* _Consigne 1_: Recopiez fidèlement le passage de l'extrait sur les comportements inappropriés situé entre « - Des comportements » et « [Y] au restaurant. », ces deux bornes comprises.
* _Consigne 2_:
Répondez aux questions suivantes d'après l'extrait sur les comportements inappropriés :
(a) Quels actes [H] reconnaît-il et « assume »-t-il ?
(b) Quels cadeaux [V] et [Y] ont-ils offerts ?
(c) Comment tous les témoignages décrivent-ils [H] ?
* _Consigne 3_: Poursuivez la rédaction de l'extrait sur les comportements inappropriés à partir de l'endroit où il s'arrête.

═══ Texte du document ═══

Même si [H] nie les attouchements sexuels, le baiser sur la bouche ou dans le cou, il reconnaît et « assume » la proposition de coucher (« dormir ensemble ») et le massage (contacts physiques) faits le 09/08/17 à [V] ([S] [V] ). Offrir un paréo en disant qu'il l'imaginait bien dedans est aussi inapproprié et va dans le sens de la proposition de relations sexuelles (').

- Le refus non équivoque de [V] et la non-réciprocité des familiarités de [Y] ([E] [Y]):

- Des cadeaux personnels :

(') les cadeaux de [V] et [Y] (bouteilles d'alcool) ne sont pas ambigus, contrairement à ceux de [H] (parfum, perle, paréo, '). Nous avons vu qu'il n'offre des cadeaux de ce type qu'à ces deux personnes. Expliquer le fait d'offrir des cadeaux uniquement pour préserver l'équilibre des relations tout en proposant des relations sexuelles à [V] après les avoir offerts n'est pas crédible. Ce sont à l'évidence des comportements de séduction qui ont été vécus comme inappropriés par [Y] et [V].

- Des comportements inappropriés :

[H] est décrit par tous les témoignages comme quelqu'un de tactile avec les hommes et en particulier avec les femmes. [Y] se plaint de familiarités, de propos ou comportements déplacés (bise avec les lèvres, caresse du bras..). Ce qui converge avec le témoignage de [A] sur les caresses de la jambe, de main posée.. après son refus d'avoir des relations sexuelles chez lui. Notons que [H] reconnaît avoir tentér d'inviter à plusieurs reprises [Y] au restaurant.

═══ Données brutes ═══

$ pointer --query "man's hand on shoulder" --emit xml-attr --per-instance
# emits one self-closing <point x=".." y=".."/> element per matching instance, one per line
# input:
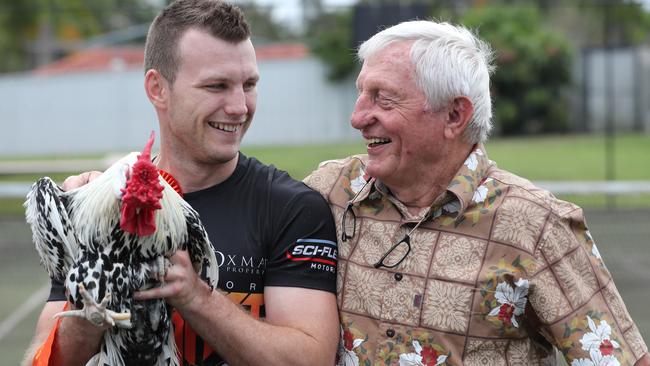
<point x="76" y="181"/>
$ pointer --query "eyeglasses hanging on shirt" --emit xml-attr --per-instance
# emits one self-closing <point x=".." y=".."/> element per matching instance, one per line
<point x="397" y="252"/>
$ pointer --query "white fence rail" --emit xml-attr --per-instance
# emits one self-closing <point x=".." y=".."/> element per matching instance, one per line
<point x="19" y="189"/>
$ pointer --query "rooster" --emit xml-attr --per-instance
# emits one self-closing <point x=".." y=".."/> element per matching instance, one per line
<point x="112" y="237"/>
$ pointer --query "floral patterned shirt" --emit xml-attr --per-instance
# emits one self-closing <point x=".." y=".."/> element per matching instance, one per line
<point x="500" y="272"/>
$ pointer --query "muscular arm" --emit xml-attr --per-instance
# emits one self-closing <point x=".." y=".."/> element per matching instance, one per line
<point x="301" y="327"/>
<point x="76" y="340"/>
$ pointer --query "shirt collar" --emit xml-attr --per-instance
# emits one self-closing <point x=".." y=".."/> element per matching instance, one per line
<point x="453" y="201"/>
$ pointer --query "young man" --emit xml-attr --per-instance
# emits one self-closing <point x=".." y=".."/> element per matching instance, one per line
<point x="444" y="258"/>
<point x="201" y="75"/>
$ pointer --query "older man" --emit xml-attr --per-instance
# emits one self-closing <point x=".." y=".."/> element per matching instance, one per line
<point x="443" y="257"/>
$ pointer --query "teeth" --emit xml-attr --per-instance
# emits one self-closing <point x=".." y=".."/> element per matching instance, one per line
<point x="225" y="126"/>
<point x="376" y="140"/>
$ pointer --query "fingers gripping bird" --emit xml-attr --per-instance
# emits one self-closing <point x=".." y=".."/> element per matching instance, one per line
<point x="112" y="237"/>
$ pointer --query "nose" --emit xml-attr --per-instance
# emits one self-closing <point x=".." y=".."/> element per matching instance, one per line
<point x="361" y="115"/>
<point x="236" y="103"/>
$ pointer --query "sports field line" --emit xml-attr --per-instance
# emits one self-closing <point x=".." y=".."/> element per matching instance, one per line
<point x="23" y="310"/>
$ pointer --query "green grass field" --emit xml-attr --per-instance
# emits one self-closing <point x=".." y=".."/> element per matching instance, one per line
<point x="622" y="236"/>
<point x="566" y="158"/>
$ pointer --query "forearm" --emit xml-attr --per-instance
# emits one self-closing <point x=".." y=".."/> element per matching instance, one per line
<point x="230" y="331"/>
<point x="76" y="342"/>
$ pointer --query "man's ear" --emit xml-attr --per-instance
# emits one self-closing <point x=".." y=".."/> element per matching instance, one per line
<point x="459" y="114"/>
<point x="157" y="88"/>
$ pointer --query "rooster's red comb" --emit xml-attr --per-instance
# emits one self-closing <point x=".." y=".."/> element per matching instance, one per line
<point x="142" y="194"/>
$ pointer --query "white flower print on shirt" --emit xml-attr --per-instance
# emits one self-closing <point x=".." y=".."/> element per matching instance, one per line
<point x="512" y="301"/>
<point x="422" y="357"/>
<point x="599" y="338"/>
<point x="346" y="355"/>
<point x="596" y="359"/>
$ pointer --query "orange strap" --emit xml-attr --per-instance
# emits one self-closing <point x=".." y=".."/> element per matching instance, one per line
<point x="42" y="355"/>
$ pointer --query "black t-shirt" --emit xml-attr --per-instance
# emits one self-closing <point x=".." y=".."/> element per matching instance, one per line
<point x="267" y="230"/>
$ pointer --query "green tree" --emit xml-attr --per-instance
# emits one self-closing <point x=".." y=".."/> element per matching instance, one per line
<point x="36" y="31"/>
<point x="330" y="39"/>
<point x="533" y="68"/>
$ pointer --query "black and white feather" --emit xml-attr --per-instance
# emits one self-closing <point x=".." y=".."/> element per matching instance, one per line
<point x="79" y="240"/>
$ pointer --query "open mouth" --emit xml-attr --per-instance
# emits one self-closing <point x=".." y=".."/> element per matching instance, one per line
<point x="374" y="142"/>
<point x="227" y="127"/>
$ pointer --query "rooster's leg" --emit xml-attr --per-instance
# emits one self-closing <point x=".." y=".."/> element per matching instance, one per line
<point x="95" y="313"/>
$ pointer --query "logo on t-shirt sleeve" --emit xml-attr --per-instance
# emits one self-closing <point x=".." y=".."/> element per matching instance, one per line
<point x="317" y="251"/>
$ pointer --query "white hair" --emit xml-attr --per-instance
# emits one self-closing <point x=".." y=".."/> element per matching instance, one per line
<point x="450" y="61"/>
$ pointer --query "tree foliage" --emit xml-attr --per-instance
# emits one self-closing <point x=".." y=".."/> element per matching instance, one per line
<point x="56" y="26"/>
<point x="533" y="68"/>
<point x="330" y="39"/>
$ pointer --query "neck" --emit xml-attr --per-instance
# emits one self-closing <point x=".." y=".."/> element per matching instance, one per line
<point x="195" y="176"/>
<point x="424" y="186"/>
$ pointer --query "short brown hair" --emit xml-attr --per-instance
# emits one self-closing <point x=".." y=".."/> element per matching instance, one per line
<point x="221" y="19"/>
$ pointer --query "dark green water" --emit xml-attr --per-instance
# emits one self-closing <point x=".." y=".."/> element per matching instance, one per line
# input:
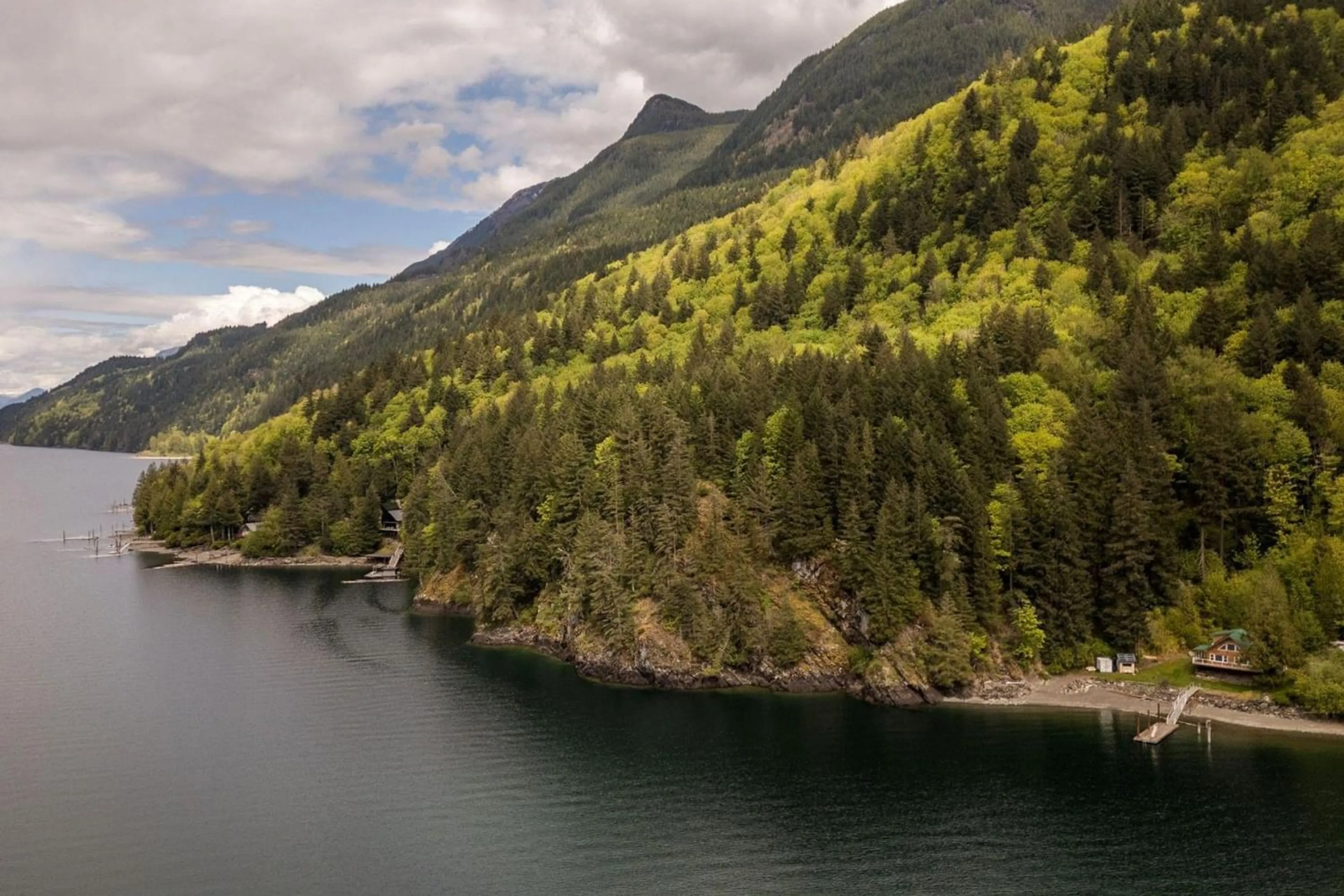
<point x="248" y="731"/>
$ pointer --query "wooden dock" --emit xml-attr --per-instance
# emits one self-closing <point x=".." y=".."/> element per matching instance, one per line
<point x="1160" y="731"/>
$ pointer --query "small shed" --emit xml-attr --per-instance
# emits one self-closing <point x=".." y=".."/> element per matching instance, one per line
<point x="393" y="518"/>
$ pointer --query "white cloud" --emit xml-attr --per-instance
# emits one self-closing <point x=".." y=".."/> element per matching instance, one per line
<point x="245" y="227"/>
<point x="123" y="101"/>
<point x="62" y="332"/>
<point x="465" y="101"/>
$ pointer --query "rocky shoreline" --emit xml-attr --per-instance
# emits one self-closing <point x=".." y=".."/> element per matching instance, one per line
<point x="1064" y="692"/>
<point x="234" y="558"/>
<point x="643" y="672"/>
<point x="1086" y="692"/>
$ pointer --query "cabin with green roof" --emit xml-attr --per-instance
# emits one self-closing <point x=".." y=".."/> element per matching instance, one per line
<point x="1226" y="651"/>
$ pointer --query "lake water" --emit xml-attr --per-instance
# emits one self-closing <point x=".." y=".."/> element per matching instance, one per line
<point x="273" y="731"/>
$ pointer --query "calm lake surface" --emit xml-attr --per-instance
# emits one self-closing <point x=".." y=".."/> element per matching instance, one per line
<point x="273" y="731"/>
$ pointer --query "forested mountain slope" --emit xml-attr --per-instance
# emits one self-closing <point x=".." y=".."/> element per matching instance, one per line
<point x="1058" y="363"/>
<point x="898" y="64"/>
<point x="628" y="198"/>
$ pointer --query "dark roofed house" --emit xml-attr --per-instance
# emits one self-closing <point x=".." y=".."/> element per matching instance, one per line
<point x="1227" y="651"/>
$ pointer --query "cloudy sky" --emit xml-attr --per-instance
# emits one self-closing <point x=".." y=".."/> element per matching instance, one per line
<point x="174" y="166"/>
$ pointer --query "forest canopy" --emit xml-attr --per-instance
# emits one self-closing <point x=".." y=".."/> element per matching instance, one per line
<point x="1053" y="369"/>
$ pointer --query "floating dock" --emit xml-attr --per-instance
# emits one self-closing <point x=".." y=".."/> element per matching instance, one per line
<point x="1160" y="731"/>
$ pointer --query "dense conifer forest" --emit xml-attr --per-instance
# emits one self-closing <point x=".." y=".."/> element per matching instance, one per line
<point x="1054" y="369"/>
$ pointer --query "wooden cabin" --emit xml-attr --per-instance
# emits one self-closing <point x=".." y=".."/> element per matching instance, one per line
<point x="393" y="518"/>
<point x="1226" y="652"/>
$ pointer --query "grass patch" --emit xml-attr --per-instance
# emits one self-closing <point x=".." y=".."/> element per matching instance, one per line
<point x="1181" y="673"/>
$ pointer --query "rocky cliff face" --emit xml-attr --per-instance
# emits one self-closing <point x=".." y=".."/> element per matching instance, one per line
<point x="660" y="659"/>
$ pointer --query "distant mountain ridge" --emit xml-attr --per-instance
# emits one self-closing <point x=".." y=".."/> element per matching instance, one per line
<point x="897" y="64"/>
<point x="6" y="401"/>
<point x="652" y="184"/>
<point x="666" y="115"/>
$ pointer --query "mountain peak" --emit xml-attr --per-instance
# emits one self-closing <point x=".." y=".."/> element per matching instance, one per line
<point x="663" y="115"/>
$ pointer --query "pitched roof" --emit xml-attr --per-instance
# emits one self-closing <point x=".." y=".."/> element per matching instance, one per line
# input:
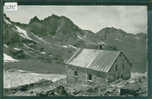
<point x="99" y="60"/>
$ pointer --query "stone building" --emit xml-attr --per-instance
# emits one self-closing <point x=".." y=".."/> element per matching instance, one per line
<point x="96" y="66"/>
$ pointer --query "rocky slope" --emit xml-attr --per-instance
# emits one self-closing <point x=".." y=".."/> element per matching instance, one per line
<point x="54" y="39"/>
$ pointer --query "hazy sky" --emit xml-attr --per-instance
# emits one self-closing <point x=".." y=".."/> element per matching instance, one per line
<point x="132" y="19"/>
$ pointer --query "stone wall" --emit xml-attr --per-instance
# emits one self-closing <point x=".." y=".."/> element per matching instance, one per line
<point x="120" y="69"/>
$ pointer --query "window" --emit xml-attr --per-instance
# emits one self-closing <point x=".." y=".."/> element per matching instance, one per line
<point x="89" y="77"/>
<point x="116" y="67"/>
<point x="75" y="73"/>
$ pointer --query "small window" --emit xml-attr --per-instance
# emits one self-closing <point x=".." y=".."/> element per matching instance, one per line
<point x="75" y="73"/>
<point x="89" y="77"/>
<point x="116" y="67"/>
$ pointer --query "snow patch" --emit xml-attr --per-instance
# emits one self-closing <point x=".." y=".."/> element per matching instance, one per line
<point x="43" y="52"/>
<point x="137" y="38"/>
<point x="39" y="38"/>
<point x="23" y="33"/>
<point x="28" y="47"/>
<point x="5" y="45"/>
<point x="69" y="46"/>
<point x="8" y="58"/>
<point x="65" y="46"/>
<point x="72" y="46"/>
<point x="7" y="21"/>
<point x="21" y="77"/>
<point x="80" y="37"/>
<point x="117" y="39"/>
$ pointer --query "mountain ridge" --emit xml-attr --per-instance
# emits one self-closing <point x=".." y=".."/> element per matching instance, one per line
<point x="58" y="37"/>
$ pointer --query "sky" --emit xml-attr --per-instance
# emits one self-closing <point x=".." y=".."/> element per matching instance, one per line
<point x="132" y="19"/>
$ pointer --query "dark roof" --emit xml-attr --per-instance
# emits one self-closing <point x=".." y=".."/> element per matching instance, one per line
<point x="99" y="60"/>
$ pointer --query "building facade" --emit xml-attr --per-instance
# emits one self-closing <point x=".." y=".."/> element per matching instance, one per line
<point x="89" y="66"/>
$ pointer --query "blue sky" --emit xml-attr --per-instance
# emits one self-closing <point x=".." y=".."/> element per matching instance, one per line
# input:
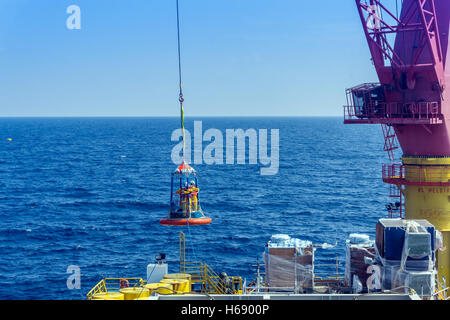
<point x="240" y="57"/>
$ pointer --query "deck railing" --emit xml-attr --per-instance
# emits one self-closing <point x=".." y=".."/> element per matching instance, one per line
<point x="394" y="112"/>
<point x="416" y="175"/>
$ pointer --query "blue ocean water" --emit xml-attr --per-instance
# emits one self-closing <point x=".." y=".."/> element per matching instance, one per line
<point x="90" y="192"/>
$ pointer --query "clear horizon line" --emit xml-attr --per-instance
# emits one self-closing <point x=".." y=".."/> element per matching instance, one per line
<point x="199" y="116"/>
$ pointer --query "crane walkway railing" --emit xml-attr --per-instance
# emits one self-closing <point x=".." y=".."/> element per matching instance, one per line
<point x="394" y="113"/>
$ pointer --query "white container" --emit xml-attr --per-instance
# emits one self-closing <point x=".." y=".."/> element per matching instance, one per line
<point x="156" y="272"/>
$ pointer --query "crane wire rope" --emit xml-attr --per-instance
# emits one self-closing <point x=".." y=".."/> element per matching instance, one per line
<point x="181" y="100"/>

═══

* _Réponse 1_:
- Des comportements inappropriés :

[H] est décrit par tous les témoignages comme quelqu'un de tactile avec les hommes et en particulier avec les femmes. [Y] se plaint de familiarités, de propos ou comportements déplacés (bise avec les lèvres, caresse du bras..). Ce qui converge avec le témoignage de [A] sur les caresses de la jambe, de main posée.. après son refus d'avoir des relations sexuelles chez lui. Notons que [H] reconnaît avoir tentér d'inviter à plusieurs reprises [Y] au restaurant.

* _Réponse 2_:
(a) Il reconnaît la proposition de coucher (« dormir ensemble ») et le massage faits le 09/08/17 à [V].
(b) Ils ont offert des bouteilles d'alcool.
(c) Ils le décrivent comme quelqu'un de tactile avec les hommes et en particulier avec les femmes.

* _Réponse 3_:
(') ces comportements gênants sont vécus a minima comme déplacés, gênants voire anxiogènes ou oppressants par [V] et [Y], voir [A] ([K] [A]).

La position hiérarchique de [V] Influence de toute évidence les difficultés de recadrage ou de réaction de [V] et [Y] qui sont des collaboratrices directes..

- Des procédés similaires pour des personnes différentes :

Le témoignage de [A] nous interpelle sur le mode opératoire de [H]. [V] et [A] décrivent un sentiment de « duperie » quand elles sont allées chez [H] (croyant que d'autres personnes seraient présentes : la famille de [H] pour [A] et des collègues pour [V]) (') les similitudes dans les procédés décrits, les convergences de témoignages ([B] ([R] [B]) a entendu à des moments différents [Y] et [V] sur des faits similaires) accréditent fortement les faits dénoncés par [V] et [A].

- Les conséquences sur les relations de travail :

Nous avons vu que [V] et [Y] évitaient par tous les moyens possibles de rencontrer [H] (') le fait que [H] soit manager est une circonstance qui a pu concourir aux peurs des victimes ou témoins de s'exprimer.

- Le contexte masculin et la peur de parler :

Tous les témoins et présumés victimes évoquent le sentiment que dénoncer des comportements puisse leur porter du tort (') au regard de tous ces éléments, EMPREINTE HUMAINE constate qu'il existe un risque probable qu'un Juge considère que Mme [V] ait été placée dans une situation de harcèlement sexuel imputable au comportement de M. [H] à son égard ».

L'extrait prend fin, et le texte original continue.